- [WORK INSTRUCTIONS]
Which lines of the records below contain the word "pair"? Copy each of them out.

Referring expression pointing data
****

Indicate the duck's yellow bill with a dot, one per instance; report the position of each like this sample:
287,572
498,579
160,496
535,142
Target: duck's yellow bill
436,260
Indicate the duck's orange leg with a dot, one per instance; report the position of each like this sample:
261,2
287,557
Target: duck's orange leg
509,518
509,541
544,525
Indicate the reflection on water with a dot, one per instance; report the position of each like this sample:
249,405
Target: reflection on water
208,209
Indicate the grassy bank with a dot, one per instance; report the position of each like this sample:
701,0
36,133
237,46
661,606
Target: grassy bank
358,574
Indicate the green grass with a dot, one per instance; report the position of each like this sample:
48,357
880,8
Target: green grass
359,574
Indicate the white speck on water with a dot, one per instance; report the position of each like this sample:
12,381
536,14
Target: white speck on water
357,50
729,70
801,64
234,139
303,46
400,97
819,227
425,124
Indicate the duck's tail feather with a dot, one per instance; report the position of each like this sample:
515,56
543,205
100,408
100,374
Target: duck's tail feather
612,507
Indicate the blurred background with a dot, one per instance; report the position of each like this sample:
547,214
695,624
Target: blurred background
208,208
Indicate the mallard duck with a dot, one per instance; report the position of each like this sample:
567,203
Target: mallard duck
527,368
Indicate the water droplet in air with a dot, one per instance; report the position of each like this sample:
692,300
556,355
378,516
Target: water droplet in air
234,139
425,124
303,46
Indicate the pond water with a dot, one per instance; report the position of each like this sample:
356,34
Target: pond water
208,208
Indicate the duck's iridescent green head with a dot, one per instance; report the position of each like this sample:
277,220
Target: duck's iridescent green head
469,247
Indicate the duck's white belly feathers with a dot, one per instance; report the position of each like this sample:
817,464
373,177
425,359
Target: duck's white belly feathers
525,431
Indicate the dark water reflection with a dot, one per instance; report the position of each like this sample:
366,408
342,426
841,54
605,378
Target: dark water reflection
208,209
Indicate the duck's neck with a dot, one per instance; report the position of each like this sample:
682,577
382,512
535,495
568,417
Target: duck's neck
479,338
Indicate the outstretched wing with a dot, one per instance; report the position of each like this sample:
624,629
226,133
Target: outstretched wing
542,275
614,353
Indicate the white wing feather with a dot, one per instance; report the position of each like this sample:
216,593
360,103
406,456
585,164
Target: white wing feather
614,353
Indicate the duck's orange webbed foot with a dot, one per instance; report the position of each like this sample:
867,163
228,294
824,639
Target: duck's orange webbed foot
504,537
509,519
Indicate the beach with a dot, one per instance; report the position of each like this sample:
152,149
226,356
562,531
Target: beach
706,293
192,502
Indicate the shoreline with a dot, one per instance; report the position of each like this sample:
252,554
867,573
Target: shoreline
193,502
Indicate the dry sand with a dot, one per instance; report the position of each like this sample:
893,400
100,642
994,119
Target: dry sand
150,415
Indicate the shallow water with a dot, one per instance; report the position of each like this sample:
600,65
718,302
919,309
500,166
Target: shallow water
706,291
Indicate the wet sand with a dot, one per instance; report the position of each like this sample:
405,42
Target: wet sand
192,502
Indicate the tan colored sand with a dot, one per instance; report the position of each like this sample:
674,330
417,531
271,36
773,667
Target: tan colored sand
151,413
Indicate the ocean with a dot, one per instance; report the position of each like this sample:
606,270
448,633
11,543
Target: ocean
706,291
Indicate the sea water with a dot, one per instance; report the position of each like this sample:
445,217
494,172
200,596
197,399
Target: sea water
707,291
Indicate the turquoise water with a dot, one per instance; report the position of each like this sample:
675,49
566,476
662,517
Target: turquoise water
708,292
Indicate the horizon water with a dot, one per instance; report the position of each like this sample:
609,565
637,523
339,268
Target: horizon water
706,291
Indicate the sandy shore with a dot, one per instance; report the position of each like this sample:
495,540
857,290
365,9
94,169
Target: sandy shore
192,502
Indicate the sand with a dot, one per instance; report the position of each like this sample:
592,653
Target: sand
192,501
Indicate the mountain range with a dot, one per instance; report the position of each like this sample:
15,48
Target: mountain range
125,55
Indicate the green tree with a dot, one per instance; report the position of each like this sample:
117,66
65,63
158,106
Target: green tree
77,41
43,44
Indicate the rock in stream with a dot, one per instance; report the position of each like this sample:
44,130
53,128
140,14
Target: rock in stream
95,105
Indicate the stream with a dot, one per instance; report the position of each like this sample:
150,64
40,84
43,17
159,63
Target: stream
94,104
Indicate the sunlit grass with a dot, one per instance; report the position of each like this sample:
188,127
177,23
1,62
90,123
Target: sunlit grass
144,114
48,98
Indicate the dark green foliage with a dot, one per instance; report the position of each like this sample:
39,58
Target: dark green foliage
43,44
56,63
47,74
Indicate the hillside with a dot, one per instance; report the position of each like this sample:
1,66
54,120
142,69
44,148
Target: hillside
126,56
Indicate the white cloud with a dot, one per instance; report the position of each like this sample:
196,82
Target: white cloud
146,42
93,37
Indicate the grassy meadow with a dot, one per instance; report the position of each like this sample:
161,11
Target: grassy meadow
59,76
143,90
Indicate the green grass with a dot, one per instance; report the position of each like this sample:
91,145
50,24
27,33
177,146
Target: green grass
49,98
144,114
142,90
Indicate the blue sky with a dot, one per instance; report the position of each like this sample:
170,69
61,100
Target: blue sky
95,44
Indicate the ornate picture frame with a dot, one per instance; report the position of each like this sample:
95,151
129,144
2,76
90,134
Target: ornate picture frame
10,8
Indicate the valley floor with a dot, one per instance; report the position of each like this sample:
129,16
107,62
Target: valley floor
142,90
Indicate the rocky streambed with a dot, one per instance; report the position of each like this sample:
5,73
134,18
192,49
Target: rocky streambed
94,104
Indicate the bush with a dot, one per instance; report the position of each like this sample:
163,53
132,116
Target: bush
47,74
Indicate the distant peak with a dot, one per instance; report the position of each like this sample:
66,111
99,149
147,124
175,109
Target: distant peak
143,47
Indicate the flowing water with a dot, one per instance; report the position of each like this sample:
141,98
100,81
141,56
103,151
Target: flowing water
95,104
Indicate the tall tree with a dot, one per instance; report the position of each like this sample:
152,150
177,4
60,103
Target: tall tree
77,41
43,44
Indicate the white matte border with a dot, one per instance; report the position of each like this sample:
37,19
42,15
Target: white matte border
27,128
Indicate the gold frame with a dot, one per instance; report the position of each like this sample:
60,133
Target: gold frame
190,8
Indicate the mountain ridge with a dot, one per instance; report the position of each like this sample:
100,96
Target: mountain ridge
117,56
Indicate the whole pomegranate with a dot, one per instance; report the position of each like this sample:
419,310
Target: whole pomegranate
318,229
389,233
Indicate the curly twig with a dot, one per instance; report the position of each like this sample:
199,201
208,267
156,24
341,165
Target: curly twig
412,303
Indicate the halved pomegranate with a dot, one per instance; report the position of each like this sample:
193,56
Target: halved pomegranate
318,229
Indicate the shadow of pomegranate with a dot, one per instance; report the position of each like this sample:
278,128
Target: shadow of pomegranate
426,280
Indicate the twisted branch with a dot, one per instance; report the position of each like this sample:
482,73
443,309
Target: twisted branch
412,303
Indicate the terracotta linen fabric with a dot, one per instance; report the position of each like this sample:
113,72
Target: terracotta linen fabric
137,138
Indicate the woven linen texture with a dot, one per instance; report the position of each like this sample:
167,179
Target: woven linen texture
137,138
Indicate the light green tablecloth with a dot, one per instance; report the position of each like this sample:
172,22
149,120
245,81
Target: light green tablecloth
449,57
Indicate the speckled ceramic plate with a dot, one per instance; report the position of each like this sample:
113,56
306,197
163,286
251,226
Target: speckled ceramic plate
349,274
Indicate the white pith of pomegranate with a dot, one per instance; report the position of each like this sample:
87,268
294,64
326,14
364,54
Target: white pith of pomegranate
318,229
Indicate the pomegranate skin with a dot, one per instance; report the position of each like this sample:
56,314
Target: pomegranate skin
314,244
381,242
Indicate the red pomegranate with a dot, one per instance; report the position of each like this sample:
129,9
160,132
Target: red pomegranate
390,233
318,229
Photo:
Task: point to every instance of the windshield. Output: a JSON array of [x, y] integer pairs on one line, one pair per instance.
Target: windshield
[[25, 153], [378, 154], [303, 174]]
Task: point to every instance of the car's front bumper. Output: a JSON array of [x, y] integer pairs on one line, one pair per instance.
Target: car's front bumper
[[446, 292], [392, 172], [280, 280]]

****

- [YOUR RESPONSE]
Task: point to every instance of the windshield. Output: a JSON array of [x, y] integer pairs on one line, one pair per instance.
Task: point to every instance of the car's front bumper. Output: a JSON array of [x, y] integer pairs on one line, one pair per instance.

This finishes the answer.